Designing for failure means treating failure scenarios as first-class design inputs, not edge cases. It means asking 'What happens when this fails?' for every component, every connection, every dependency. It means building resilience into the architecture itself, not bolting it on later.

What You Will Learn

By the end of this page, you will master the principles and practices of failure-aware design: defensive architecture, failure domain isolation, graceful degradation strategies, redundancy patterns, and the organizational culture that sustains resilient systems. You'll understand how to bake resilience into systems from conception.

The Failure-Aware Design Philosophy

Designing for failure requires a fundamental shift in mindset. Instead of asking 'How do I make this work?' you must also ask 'How will this fail, and what happens then?'

The Core Philosophical Shift:

Traditional Design	Failure-Aware Design
Failure is exceptional	Failure is expected
Design for success	Design for recovery
Minimize failure probability	Minimize failure impact
Perfect systems	Resilient systems
Prevent all failures	Contain and recover from failures

This shift doesn't mean abandoning quality or accepting poor reliability. It means recognizing that no matter how well-built a system is, failures will occur. The question is not whether, but when, and how your system responds.

Key Principles:

Failure-Aware Design Principles

•Expect Failure — Every component, every network call, every disk write can fail. Design with this assumption, not against it.
•Fail Predictably — When failures occur, behavior should be defined, not undefined. Failed operations should be clearly failed, not ambiguously half-done.
•Fail Fast, Recover Faster — Detect failures quickly, stop relying on failed components immediately, and restore service as quickly as possible.
•Minimize Blast Radius — Contain failures to the smallest possible scope. A database failure shouldn't crash the web server.
•Preserve Core Functionality — Identify what absolutely must work and protect it. Sacrifice non-essential features to preserve essentials.
•Enable Human Recovery — Some failures require human intervention. Make the system observable and operations clear.
•Test Failure Paths — Failure handling code that's never tested is code that's probably broken. Exercise failure paths regularly.

The Amazon Mandate

At Amazon, services must define their behavior during every failure mode before launch. 'What happens when dependency X is unavailable?' isn't optional—it's a required design artifact. This mandate has prevented countless cascading failures.

Defensive Architecture

Defensive architecture is the practice of building systems with protection against failures at every layer. It's the architectural equivalent of a castle's layered defenses: walls, moat, drawbridge, keep—each providing protection if outer layers are breached.

Core Defensive Patterns:

Defensive Architecture Patterns

•Redundancy at Every Layer — No single point of failure. Multiple instances of every component, multiple paths for every network connection, multiple copies of every critical dataset. 'What happens when this one thing fails?' should answer 'Nothing visible to users.'
•Isolation Boundaries — Components that can fail independently. Process isolation, container isolation, service isolation, geographical isolation. Failure in one boundary doesn't penetrate others.
•Timeouts Everywhere — Every operation that can hang must have a timeout. Network calls, database queries, file operations, lock acquisitions. Without timeouts, resources are held indefinitely.
•Defensive Input Handling — Assume all input is potentially malformed, malicious, or unexpected. Validate before processing. Reject what you don't understand rather than attempting to handle it.

• TASKS TO PERFORM
**A.** Answer these about the design-for-failure text, one per line:
(i) In the table, what does failure-aware design minimize in place of failure probability?
(ii) What must services at Amazon define before launch?
(iii) What structure is defensive architecture compared to?
**B.** Reproduce the part of the design-for-failure text that opens with the words containing "Failure-Aware Design Principles" and closes with "to preserve essentials.".
The lines that come after this text are from a separate source.

• MATERIAL PROVIDED
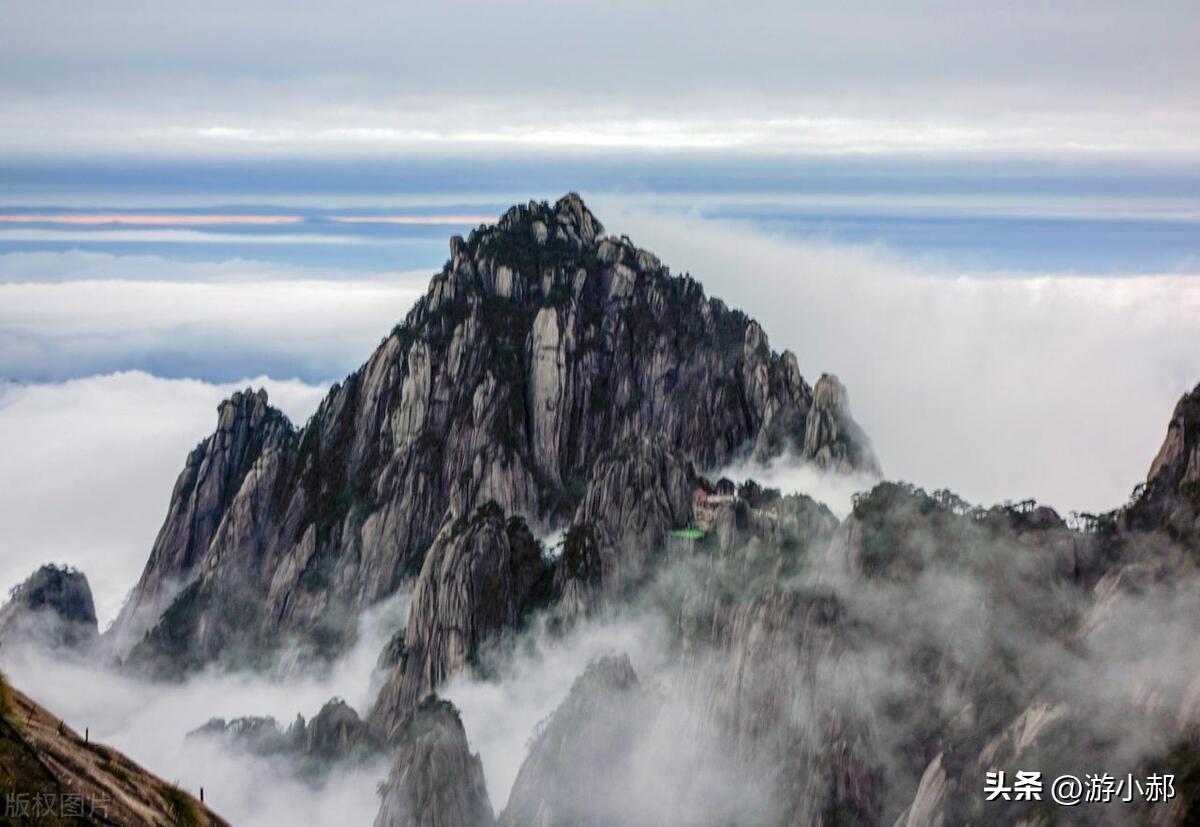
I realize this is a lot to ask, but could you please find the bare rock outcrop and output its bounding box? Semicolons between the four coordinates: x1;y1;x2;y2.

• TASK-BY-TASK SOLUTIONS
**A.**
(i) Failure impact.
(ii) Their behavior during every failure mode.
(iii) A castle's layered defenses.

**B.**
Failure-Aware Design Principles

•Expect Failure — Every component, every network call, every disk write can fail. Design with this assumption, not against it.
•Fail Predictably — When failures occur, behavior should be defined, not undefined. Failed operations should be clearly failed, not ambiguously half-done.
•Fail Fast, Recover Faster — Detect failures quickly, stop relying on failed components immediately, and restore service as quickly as possible.
•Minimize Blast Radius — Contain failures to the smallest possible scope. A database failure shouldn't crash the web server.
•Preserve Core Functionality — Identify what absolutely must work and protect it. Sacrifice non-essential features to preserve essentials.